───── TEXT

Hindi Tourism QA System

• Hindi Tourism QA System is an automated framework that uses culturally sensitive, domain-adapted language models and curated datasets to answer tourism queries in Hindi.
• It integrates synthetic data generation, parameter-efficient LoRA tuning, and multilingual capabilities to deliver robust extractive and generative answers.
• System evaluations demonstrate high performance through staged training and quality control, ensuring practical application in low-resource, culturally nuanced tourism contexts.

A Hindi Tourism QA (Question Answering) System is an automated framework that addresses tourism-related queries in Hindi, leveraging domain-adapted LLMs and curated datasets to provide accurate, contextually grounded answers. These systems integrate advances in multilingual comprehension, synthetic data generation, parameter-efficient fine-tuning, and culturally sensitive model selection to meet the requirements of low-resource domains such as Indian tourism. Systems extensively evaluated for Varanasi and broader tourism contexts demonstrate robust extractive and generative QA capabilities in both monolingual and cross-lingual (English-Hindi) settings (Gupta et al., 2020, Majhi et al., 29 Oct 2025, Gatla et al., 28 Nov 2025).

1. Dataset Construction and Augmentation

System efficacy critically depends on the availability of high-quality, domain-representative QA corpora. Multiple research efforts (Gatla et al., 28 Nov 2025, Majhi et al., 29 Oct 2025, Gupta et al., 2020) report two principal strategies:

• Manual Annotation: Expert annotators create Hindi QA pairs by reading tourism contexts and devising 2–3 factoid or descriptive questions per passage, typically focusing on relevant subdomains (e.g., Ganga Aarti, temples, logistics). For the VATIKA dataset, 13,092 QA pairs were derived from 5,244 contexts, while Varanasi-specific efforts yielded 7,715 pairs across ten subdomains.
• Synthetic Generation: Large LLMs (LLaMA-70B, Phi-14B) generate additional QA pairs via few-shot prompting. Typical scale: Phi-14B produced 33,000 pairs, LLaMA-70B generated 4,000 pairs, augmenting original datasets up to 50,000 QA instances (Majhi et al., 29 Oct 2025).

──────────

Extend the text on the Hindi tourism QA system, beginning after its last sentence.

───── LISTED ENTRIES

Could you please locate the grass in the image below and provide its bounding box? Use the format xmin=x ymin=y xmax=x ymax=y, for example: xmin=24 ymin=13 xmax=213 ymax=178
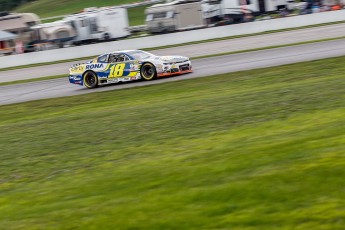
xmin=0 ymin=57 xmax=345 ymax=230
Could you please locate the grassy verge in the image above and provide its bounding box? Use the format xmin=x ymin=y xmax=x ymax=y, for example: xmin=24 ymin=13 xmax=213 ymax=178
xmin=0 ymin=57 xmax=345 ymax=230
xmin=0 ymin=21 xmax=345 ymax=71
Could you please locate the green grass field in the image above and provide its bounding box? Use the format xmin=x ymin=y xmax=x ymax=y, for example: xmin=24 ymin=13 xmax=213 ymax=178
xmin=14 ymin=0 xmax=148 ymax=26
xmin=0 ymin=57 xmax=345 ymax=230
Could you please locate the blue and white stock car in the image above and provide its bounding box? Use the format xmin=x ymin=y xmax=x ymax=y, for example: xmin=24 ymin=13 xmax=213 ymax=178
xmin=69 ymin=50 xmax=192 ymax=89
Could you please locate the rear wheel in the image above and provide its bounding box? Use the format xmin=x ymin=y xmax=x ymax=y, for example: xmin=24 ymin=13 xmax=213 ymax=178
xmin=84 ymin=71 xmax=98 ymax=89
xmin=140 ymin=63 xmax=157 ymax=81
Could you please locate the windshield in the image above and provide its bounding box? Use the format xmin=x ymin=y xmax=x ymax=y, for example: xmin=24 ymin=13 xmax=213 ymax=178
xmin=127 ymin=50 xmax=155 ymax=60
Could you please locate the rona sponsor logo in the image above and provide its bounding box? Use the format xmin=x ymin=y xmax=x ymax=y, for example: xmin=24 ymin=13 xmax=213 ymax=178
xmin=86 ymin=64 xmax=103 ymax=69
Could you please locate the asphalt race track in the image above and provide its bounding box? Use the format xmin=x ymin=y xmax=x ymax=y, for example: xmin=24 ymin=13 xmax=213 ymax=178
xmin=0 ymin=39 xmax=345 ymax=105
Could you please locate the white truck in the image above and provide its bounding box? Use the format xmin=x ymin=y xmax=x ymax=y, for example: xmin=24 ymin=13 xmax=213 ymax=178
xmin=0 ymin=12 xmax=41 ymax=51
xmin=145 ymin=0 xmax=206 ymax=33
xmin=31 ymin=20 xmax=77 ymax=51
xmin=202 ymin=0 xmax=295 ymax=23
xmin=64 ymin=7 xmax=130 ymax=45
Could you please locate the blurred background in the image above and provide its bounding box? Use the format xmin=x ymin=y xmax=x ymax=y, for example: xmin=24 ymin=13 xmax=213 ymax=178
xmin=0 ymin=0 xmax=345 ymax=55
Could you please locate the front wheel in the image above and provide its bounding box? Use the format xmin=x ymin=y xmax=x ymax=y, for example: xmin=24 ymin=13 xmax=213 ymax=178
xmin=140 ymin=63 xmax=157 ymax=81
xmin=84 ymin=71 xmax=98 ymax=89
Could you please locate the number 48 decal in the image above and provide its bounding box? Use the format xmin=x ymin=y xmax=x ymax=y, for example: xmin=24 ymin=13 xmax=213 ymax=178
xmin=109 ymin=63 xmax=126 ymax=77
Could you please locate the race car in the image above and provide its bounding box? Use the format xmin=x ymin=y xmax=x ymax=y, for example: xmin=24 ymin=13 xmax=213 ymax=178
xmin=69 ymin=50 xmax=192 ymax=89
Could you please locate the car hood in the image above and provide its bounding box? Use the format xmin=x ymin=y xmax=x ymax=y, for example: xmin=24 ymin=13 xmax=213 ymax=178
xmin=159 ymin=56 xmax=189 ymax=62
xmin=146 ymin=56 xmax=189 ymax=63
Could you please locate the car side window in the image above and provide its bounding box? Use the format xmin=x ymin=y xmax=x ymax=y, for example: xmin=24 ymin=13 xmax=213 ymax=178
xmin=97 ymin=55 xmax=108 ymax=63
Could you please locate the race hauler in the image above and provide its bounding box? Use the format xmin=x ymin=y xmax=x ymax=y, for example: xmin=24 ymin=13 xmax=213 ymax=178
xmin=29 ymin=20 xmax=77 ymax=51
xmin=0 ymin=12 xmax=40 ymax=51
xmin=145 ymin=0 xmax=206 ymax=33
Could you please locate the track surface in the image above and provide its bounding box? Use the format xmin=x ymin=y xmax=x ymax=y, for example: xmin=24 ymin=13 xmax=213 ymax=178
xmin=0 ymin=23 xmax=345 ymax=82
xmin=0 ymin=39 xmax=345 ymax=104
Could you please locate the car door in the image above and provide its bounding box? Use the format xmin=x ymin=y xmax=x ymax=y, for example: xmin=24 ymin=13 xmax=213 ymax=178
xmin=108 ymin=53 xmax=136 ymax=81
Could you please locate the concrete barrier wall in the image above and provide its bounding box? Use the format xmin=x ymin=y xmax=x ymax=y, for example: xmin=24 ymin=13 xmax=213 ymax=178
xmin=0 ymin=10 xmax=345 ymax=68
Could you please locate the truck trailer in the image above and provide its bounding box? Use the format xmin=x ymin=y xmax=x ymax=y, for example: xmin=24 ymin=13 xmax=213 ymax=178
xmin=145 ymin=0 xmax=206 ymax=33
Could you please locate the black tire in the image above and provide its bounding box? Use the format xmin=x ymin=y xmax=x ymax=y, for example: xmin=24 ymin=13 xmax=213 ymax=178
xmin=83 ymin=71 xmax=98 ymax=89
xmin=140 ymin=62 xmax=157 ymax=81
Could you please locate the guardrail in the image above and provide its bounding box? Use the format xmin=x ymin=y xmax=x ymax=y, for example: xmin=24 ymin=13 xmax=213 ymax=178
xmin=0 ymin=10 xmax=345 ymax=68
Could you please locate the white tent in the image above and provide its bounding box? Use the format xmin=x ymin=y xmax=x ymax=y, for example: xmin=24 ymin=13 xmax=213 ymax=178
xmin=0 ymin=30 xmax=17 ymax=41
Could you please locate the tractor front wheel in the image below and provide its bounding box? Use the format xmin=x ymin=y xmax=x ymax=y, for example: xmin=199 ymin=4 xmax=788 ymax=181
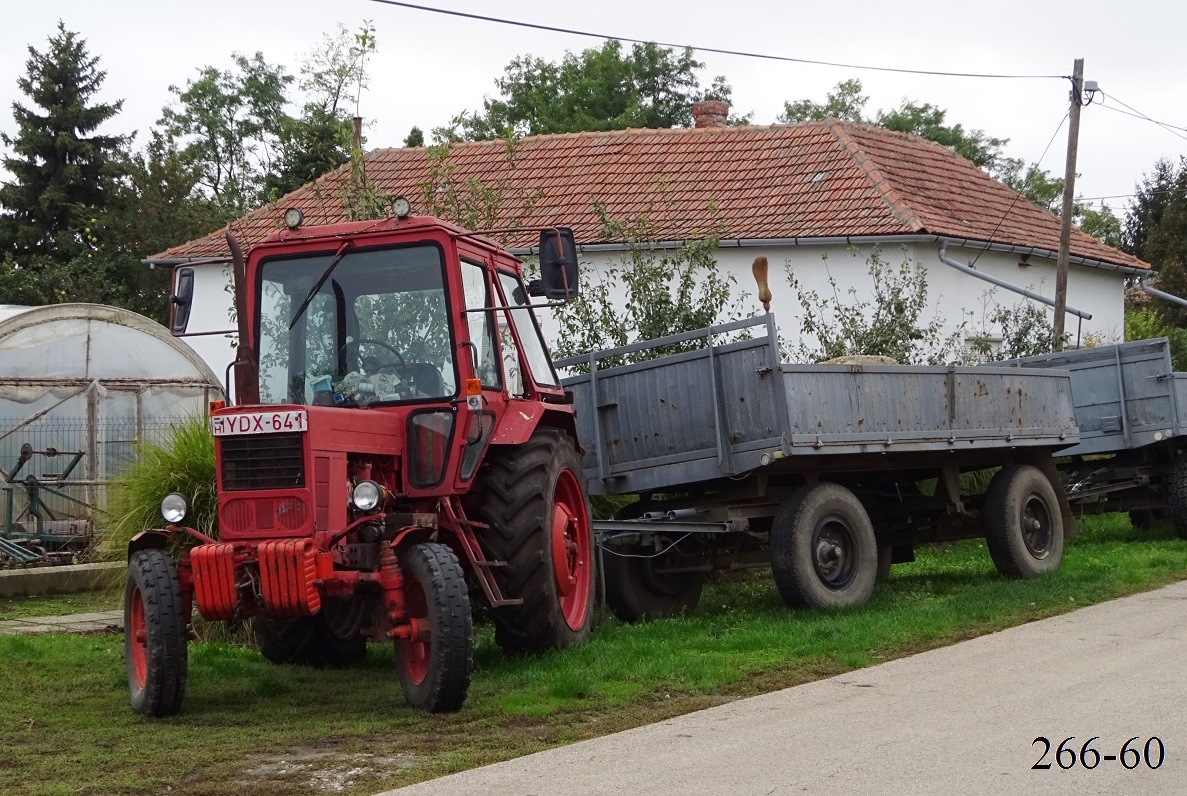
xmin=123 ymin=548 xmax=188 ymax=717
xmin=395 ymin=542 xmax=474 ymax=713
xmin=482 ymin=428 xmax=597 ymax=652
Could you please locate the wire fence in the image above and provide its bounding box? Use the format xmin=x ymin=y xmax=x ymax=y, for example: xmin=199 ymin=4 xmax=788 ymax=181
xmin=0 ymin=416 xmax=190 ymax=566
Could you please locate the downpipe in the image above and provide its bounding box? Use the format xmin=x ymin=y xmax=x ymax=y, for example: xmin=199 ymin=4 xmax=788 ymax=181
xmin=939 ymin=241 xmax=1092 ymax=320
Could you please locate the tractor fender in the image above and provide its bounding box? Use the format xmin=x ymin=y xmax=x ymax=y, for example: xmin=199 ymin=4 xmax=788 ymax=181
xmin=128 ymin=528 xmax=171 ymax=559
xmin=490 ymin=401 xmax=577 ymax=445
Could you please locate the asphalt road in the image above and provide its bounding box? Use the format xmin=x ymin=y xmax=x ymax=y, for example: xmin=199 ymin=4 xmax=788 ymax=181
xmin=382 ymin=582 xmax=1187 ymax=796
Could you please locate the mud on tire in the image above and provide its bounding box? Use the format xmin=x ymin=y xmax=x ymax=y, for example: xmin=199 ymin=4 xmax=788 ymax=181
xmin=123 ymin=548 xmax=189 ymax=717
xmin=395 ymin=542 xmax=474 ymax=713
xmin=480 ymin=428 xmax=597 ymax=652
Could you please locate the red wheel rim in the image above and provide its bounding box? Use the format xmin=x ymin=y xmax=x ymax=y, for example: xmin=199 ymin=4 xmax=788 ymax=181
xmin=125 ymin=586 xmax=148 ymax=689
xmin=552 ymin=470 xmax=592 ymax=630
xmin=399 ymin=580 xmax=431 ymax=686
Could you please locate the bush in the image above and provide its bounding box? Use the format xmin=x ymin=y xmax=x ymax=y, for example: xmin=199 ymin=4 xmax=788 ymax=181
xmin=102 ymin=418 xmax=218 ymax=560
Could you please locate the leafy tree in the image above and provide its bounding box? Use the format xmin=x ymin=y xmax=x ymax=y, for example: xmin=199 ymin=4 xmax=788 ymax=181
xmin=0 ymin=23 xmax=129 ymax=274
xmin=779 ymin=78 xmax=1022 ymax=177
xmin=1131 ymin=168 xmax=1187 ymax=327
xmin=553 ymin=204 xmax=743 ymax=367
xmin=404 ymin=127 xmax=425 ymax=147
xmin=1123 ymin=159 xmax=1185 ymax=261
xmin=1075 ymin=204 xmax=1125 ymax=249
xmin=969 ymin=294 xmax=1071 ymax=362
xmin=159 ymin=52 xmax=293 ymax=215
xmin=264 ymin=23 xmax=376 ymax=200
xmin=779 ymin=79 xmax=870 ymax=125
xmin=787 ymin=247 xmax=960 ymax=364
xmin=463 ymin=40 xmax=730 ymax=140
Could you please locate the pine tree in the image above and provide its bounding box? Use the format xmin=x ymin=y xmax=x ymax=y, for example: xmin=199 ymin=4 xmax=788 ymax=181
xmin=0 ymin=21 xmax=128 ymax=268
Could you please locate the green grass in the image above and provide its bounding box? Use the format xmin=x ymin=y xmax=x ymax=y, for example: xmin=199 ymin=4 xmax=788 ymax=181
xmin=0 ymin=591 xmax=123 ymax=619
xmin=0 ymin=516 xmax=1187 ymax=796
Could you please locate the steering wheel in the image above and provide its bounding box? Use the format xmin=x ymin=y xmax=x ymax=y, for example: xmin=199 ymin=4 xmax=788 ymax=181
xmin=338 ymin=337 xmax=408 ymax=371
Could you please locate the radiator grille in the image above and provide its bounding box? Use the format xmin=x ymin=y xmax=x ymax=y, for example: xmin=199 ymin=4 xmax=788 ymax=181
xmin=222 ymin=432 xmax=305 ymax=491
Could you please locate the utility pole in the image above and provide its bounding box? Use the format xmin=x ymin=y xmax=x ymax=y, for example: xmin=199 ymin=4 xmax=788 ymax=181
xmin=1055 ymin=58 xmax=1084 ymax=351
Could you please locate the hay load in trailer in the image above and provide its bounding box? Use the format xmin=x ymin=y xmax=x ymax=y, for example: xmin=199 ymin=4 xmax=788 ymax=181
xmin=0 ymin=304 xmax=222 ymax=566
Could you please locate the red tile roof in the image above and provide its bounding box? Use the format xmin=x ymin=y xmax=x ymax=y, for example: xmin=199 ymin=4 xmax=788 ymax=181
xmin=157 ymin=121 xmax=1147 ymax=268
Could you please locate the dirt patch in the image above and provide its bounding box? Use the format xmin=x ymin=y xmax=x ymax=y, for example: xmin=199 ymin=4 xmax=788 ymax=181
xmin=239 ymin=749 xmax=420 ymax=794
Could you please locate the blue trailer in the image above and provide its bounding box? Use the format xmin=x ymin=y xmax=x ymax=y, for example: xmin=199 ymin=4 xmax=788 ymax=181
xmin=1008 ymin=337 xmax=1187 ymax=536
xmin=557 ymin=314 xmax=1080 ymax=620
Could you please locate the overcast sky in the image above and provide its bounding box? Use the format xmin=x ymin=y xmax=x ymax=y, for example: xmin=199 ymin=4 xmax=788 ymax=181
xmin=0 ymin=0 xmax=1187 ymax=215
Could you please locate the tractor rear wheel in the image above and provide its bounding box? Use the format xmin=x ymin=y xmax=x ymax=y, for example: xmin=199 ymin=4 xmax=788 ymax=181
xmin=123 ymin=548 xmax=189 ymax=715
xmin=395 ymin=542 xmax=474 ymax=713
xmin=252 ymin=598 xmax=370 ymax=667
xmin=481 ymin=428 xmax=597 ymax=652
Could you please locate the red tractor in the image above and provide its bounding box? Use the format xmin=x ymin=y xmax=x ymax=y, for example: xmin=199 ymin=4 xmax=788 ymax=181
xmin=125 ymin=199 xmax=596 ymax=715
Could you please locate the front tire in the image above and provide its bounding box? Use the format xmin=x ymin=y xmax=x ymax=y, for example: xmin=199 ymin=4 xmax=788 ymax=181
xmin=983 ymin=465 xmax=1064 ymax=578
xmin=481 ymin=428 xmax=597 ymax=652
xmin=123 ymin=548 xmax=189 ymax=717
xmin=395 ymin=542 xmax=474 ymax=713
xmin=770 ymin=483 xmax=878 ymax=610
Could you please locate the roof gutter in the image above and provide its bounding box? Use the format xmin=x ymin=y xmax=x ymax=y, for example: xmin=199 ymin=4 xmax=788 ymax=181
xmin=939 ymin=240 xmax=1092 ymax=320
xmin=510 ymin=235 xmax=1150 ymax=276
xmin=1137 ymin=274 xmax=1187 ymax=307
xmin=140 ymin=255 xmax=230 ymax=270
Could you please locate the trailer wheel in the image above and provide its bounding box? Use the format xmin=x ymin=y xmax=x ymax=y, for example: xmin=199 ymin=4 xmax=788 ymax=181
xmin=395 ymin=542 xmax=474 ymax=713
xmin=1167 ymin=456 xmax=1187 ymax=539
xmin=770 ymin=483 xmax=878 ymax=609
xmin=983 ymin=465 xmax=1064 ymax=578
xmin=602 ymin=543 xmax=705 ymax=622
xmin=252 ymin=599 xmax=369 ymax=667
xmin=481 ymin=428 xmax=597 ymax=652
xmin=123 ymin=548 xmax=188 ymax=715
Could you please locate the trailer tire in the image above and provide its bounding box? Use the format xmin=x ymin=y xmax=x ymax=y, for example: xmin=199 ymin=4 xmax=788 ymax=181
xmin=480 ymin=428 xmax=597 ymax=652
xmin=982 ymin=465 xmax=1064 ymax=578
xmin=770 ymin=483 xmax=878 ymax=610
xmin=1167 ymin=456 xmax=1187 ymax=539
xmin=123 ymin=548 xmax=189 ymax=717
xmin=602 ymin=543 xmax=705 ymax=622
xmin=395 ymin=542 xmax=474 ymax=713
xmin=252 ymin=599 xmax=367 ymax=667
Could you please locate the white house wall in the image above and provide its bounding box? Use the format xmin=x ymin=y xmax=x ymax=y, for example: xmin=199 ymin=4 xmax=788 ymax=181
xmin=540 ymin=243 xmax=1124 ymax=358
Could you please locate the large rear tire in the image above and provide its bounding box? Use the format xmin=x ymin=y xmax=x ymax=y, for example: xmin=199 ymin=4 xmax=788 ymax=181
xmin=123 ymin=548 xmax=189 ymax=717
xmin=252 ymin=598 xmax=369 ymax=667
xmin=982 ymin=465 xmax=1064 ymax=578
xmin=395 ymin=542 xmax=474 ymax=713
xmin=770 ymin=483 xmax=878 ymax=610
xmin=481 ymin=428 xmax=597 ymax=652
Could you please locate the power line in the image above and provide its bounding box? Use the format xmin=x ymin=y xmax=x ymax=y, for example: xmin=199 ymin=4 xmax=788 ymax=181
xmin=969 ymin=110 xmax=1072 ymax=268
xmin=1100 ymin=91 xmax=1187 ymax=141
xmin=370 ymin=0 xmax=1069 ymax=79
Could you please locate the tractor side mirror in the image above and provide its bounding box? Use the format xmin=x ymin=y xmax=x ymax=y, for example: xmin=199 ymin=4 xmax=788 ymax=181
xmin=169 ymin=268 xmax=193 ymax=335
xmin=540 ymin=227 xmax=579 ymax=301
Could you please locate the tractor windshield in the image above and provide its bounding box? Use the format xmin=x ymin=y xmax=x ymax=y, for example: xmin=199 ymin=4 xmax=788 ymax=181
xmin=258 ymin=246 xmax=457 ymax=406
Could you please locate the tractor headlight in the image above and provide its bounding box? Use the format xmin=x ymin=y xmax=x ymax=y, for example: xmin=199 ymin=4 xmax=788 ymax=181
xmin=350 ymin=480 xmax=385 ymax=511
xmin=160 ymin=492 xmax=190 ymax=526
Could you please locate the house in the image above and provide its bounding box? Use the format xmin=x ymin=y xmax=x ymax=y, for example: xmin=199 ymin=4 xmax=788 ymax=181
xmin=152 ymin=102 xmax=1148 ymax=372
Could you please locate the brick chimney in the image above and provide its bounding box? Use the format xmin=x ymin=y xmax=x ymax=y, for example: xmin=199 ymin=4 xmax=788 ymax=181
xmin=692 ymin=100 xmax=730 ymax=127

──────────

▶ RESULT
• Quality Control: Filtering criteria include ≥60% answer–context token overlap, maximum cosine-similarity <0.8 between questions for diversity, and deduplication. Manual spot-checking maintains >90% fluency and relevance (Gatla et al., 28 Nov 2025).
• Format: SQuAD v1.1 style JSON with explicit context, contiguous answer span, and subdomain tags is standard for extractive QA (Gupta et al., 2020).

Table 1. Sub-domain-wise Manual and Augmented QA Counts (Gatla et al., 28 Nov 2025)

Sub-domain	Manual Pairs	Llama-Augmented
Temples	2,686	11,691
Kunds	470	2,398
Ashrams	1,555	5,284
Museums	484	1,039
Travel Agencies	2,413	6,828

This distribution ensures comprehensive coverage of region-specific tourism topics.

2. Model Architectures and Domain Adaptation

Hindi tourism QA systems employ encoder-only Transformer architectures optimized for low-resource adaptation:

• Foundation Models: mBERT (bert-base-multilingual-cased), IndicBERT, Hindi-BERT (l3cube-pune/hindi-bert-v2), and Hindi-RoBERTa (l3cube-pune/hindi-roberta) are primary choices, with Hindi-specific models consistently outperforming multilingual baselines (Gatla et al., 28 Nov 2025).
• Input Representation: Question $Q$ and passage context $C$ are concatenated: $X=[\textsc{CLS};Q;\textsc{SEP};C;\textsc{SEP}]$, then tokenized and processed by the model (Gatla et al., 28 Nov 2025, Gupta et al., 2020).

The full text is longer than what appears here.